J'ai passé un certain nombre de jours en ermite à me reposer et à apprendre des maths amusantes. Je ne vais pas faire un compte-rendu (j'exposerai sans doute des bouts un peu au hasard d'entrées à venir), mais je viens de retomber sur les faits suivants, qui sont vraiment trop horribles pour ne pas les raconter.
(Attention, éloignez les enfants, c'est vraiment épouvantable.)
Commençons par ceci :
Il existe une fonction f qui est C∞ sur ℝ, positive, ne s'annulant qu'en 0 où elle est infiniment plate (i.e., sa dérivée s'annule à tout ordre) et dont la racine carrée n'est même pas C2. Ou, comme il est facile de voir qu'il est équivalent : f ne peut pas s'écrire comme le carré d'une fonction C2.
Pourquoi c'est horrible ? Parce que la racine carrée d'une fonction C∞ strictement positive est évidemment C∞ (puisque la racine carrée est C∞ sur les réels strictement positifs), et on se dit qu'une fonction positive présentant un unique point d'annulation devrait être gérable : si la fonction f est simplement supposée positive partout et nulle à l'origine, la dérivée doit y être nulle, donc f a un développement limité à tout ordre en 0 commençant par c·x², et il est possible d'extraire une racine carrée de ce développement, donc on imagine facilement qu'on devrait pouvoir mettre ensemble cette racine carrée du développement avec la racine carrée de la fonction hors de l'origine pour obtenir une racine carrée qui soit C∞. Et si la fonction est infiniment plate à l'origine, ça devrait être encore plus facile : le développement est nul, il n'y a donc aucune difficulté à prendre sa racine carrée, et on aimerait donc croire que cette fonction √f, qui a un développement limité à tout ordre en 0 et qui est C∞ ailleurs qu'en 0, devrait bien être C∞ partout !

──────

* Consignes:
(a) Reproduisez fidèlement le passage de l'extrait qui commence à « Commençons par ceci » et se termine à « d'une fonction C2. ».
(b) Résumez l'extrait en deux phrases.

──────

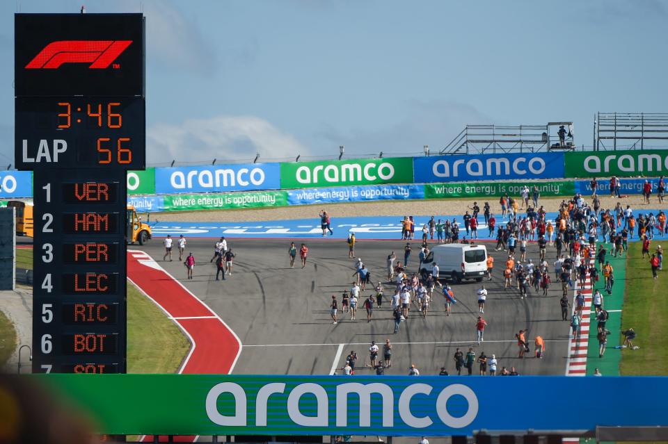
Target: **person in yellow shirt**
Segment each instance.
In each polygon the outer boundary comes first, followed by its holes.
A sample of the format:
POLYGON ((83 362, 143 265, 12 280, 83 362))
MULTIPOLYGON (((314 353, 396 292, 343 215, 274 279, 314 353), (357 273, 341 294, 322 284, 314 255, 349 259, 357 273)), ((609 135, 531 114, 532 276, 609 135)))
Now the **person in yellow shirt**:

──────

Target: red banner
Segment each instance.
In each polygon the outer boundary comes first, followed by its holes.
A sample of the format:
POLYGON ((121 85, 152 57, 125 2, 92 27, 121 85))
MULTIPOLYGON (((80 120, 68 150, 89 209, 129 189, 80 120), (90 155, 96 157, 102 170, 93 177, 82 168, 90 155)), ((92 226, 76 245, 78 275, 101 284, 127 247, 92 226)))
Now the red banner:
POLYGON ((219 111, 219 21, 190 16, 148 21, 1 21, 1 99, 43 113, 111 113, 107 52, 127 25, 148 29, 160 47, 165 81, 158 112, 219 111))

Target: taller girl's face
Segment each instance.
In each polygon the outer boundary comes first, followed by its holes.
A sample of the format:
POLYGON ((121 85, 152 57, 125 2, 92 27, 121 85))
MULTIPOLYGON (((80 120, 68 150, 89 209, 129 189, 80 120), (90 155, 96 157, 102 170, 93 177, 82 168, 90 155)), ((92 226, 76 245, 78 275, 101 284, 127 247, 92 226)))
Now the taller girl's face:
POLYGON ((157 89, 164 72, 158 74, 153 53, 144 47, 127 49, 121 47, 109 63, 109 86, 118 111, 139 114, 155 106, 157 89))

──────

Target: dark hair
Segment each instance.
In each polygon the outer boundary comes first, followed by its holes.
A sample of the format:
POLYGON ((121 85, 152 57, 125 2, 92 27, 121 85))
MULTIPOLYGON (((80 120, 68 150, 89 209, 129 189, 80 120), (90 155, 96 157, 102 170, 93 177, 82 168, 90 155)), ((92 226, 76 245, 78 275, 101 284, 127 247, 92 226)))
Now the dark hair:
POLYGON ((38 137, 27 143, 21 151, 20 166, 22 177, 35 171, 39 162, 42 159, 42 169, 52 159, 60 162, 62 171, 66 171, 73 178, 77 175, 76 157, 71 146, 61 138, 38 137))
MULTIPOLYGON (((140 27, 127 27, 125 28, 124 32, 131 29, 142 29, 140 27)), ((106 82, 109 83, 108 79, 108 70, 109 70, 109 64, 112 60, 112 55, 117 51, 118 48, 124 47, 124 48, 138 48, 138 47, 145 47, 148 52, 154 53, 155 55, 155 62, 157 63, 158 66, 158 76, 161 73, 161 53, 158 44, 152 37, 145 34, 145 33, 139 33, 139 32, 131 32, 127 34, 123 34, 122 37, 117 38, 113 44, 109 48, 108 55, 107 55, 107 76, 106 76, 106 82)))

──────

* Réponses aux consignes:
(a)
Commençons par ceci :
Il existe une fonction f qui est C∞ sur ℝ, positive, ne s'annulant qu'en 0 où elle est infiniment plate (i.e., sa dérivée s'annule à tout ordre) et dont la racine carrée n'est même pas C2. Ou, comme il est facile de voir qu'il est équivalent : f ne peut pas s'écrire comme le carré d'une fonction C2.

(b) Après avoir évoqué quelques jours passés en ermite à se reposer et à apprendre des mathématiques, l'extrait présente un fait jugé horrible : il existe une fonction C∞ sur ℝ, positive, ne s'annulant qu'en 0 où elle est infiniment plate, dont la racine carrée n'est même pas C2. Ce fait heurte l'intuition, car la racine carrée d'une fonction C∞ strictement positive est C∞, et l'on s'attendrait à ce qu'une fonction positive infiniment plate en son unique point d'annulation admette elle aussi une racine carrée C∞ partout.